── Ausgewählter Abschnitt ──

Von Menschen und Muscheln
Caruso St John bauten in Zürich ein charakterstarkes Gewerbehaus. Es steht für erfolgreiche Stadtentwicklung und den fragwürdigen Umgang mit Freiraum.
Tellergrosse Muscheln aus Beton giessen und an die Fassade eines Gewerbehauses hängen? Caruso St John haben es gemacht – wegen einer Jakobsmuschel im Logo ihres Bauherrn und weil ihnen die 500-jährige Casa de las Conchas in Salamanca gefällt. Seit letztem Sommer steht das Muschelhaus nun im Stadtzürcher Kreis 5, zwischen dem Lettenviadukt und dem Müller-Martini-Areal mit seinen Bögen, abgeschaut von der hundertjährigen Ca’ Brutta in Mailand. Jedem Architekten seine Referenzen?

───
── Einträge ──

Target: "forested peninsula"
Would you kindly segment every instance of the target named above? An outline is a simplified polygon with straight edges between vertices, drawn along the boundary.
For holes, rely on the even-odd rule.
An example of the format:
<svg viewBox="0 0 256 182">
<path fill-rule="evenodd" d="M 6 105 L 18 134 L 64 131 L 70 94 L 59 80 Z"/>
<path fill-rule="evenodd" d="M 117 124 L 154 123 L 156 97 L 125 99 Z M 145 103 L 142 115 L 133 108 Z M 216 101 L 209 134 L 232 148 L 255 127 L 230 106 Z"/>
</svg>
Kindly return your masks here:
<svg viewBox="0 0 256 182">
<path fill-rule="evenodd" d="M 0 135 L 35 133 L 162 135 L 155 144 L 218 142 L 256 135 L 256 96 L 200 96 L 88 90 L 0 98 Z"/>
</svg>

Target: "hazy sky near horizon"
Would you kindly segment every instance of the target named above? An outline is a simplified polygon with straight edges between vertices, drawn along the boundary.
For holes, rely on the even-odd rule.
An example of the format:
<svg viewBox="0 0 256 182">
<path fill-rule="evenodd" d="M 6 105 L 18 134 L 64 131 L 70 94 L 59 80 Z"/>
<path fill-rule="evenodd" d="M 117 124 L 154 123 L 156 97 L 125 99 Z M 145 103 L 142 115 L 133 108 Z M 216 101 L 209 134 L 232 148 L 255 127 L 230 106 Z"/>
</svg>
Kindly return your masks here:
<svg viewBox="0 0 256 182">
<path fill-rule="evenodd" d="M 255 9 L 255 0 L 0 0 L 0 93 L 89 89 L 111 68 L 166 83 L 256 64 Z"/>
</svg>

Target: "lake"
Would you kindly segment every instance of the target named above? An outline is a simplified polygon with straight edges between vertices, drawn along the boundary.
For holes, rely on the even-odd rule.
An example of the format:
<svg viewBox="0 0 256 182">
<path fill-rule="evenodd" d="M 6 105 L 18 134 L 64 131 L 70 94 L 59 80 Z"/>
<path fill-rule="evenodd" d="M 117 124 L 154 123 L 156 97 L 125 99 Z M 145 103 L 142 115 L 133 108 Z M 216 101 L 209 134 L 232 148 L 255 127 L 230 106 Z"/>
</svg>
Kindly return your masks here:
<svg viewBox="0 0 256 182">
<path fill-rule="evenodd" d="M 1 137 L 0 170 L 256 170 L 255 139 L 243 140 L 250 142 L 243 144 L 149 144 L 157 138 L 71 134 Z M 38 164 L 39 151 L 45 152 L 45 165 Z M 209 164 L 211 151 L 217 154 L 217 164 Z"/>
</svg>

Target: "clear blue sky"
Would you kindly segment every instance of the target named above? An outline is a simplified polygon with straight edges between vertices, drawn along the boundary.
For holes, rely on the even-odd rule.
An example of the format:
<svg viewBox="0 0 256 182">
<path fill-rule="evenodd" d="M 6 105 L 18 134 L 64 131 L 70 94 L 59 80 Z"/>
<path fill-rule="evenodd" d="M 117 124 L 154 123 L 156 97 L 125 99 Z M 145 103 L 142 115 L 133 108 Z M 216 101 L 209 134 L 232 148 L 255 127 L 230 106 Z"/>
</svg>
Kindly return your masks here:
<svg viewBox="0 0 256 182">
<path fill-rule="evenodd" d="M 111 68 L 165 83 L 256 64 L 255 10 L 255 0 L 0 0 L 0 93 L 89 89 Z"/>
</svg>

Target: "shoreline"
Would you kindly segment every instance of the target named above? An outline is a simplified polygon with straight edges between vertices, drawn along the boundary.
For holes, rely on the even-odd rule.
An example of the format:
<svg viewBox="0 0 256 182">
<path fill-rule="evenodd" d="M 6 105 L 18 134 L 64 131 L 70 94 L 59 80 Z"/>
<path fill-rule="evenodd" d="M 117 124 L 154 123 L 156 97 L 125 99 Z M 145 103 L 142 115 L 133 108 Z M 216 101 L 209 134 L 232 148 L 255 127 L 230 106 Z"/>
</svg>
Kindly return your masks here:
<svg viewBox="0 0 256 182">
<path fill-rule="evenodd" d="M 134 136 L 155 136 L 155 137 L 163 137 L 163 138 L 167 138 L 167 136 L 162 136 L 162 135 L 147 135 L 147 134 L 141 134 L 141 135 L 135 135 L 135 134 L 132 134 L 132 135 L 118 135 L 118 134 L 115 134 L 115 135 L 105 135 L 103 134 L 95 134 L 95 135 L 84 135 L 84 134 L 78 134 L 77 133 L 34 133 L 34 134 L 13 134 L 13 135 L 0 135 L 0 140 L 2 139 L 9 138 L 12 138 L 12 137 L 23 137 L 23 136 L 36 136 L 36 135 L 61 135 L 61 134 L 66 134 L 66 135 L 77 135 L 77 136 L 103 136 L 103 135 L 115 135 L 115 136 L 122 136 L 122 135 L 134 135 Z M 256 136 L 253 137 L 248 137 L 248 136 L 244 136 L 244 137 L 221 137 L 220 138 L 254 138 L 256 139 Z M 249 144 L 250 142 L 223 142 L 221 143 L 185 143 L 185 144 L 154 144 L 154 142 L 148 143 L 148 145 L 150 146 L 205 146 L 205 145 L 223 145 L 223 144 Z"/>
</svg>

───

_Zu erledigende Aufgaben_.
1. Gib aus dem Text über das Muschelhaus die Stelle wortgetreu aus, die mit „Von Menschen und“ beginnt und mit „Umgang mit Freiraum.“ endet.
2. Greif den Text über das Muschelhaus nach seinem letzten Satz auf und schreib ihn weiter.
Die Einträge werden für die Aufgaben nicht gebraucht.

_Antworten nach Aufgaben_.
1.
Von Menschen und Muscheln
Caruso St John bauten in Zürich ein charakterstarkes Gewerbehaus. Es steht für erfolgreiche Stadtentwicklung und den fragwürdigen Umgang mit Freiraum.

2.
Das Muschelhaus ist nicht nur besser als sein Nachbar, es ist auch eine Erfolgsgeschichte der Stadtentwicklung: Der Bauherr, die Stiftung Behindertenwerk St. Jakob, war zunehmend aus seinem brutalistischen Siebzigerjahresitz herausgewachsen und wünschte sich einen Neubau. Die Stadt suchte der Stiftung eine zentrale Parzelle, organisierte den Gesamtleistungswettbewerb und überliess ihr das Land im Baurecht. Der Kanton gab rund 15 Millionen Franken an die Gesamtinvestitionen. Und so gelang es, gewerbliche Arbeitsplätze mitten in einer Stadt zu erstellen, in der ausser Wohnungsbau wenig Platz zu haben scheint.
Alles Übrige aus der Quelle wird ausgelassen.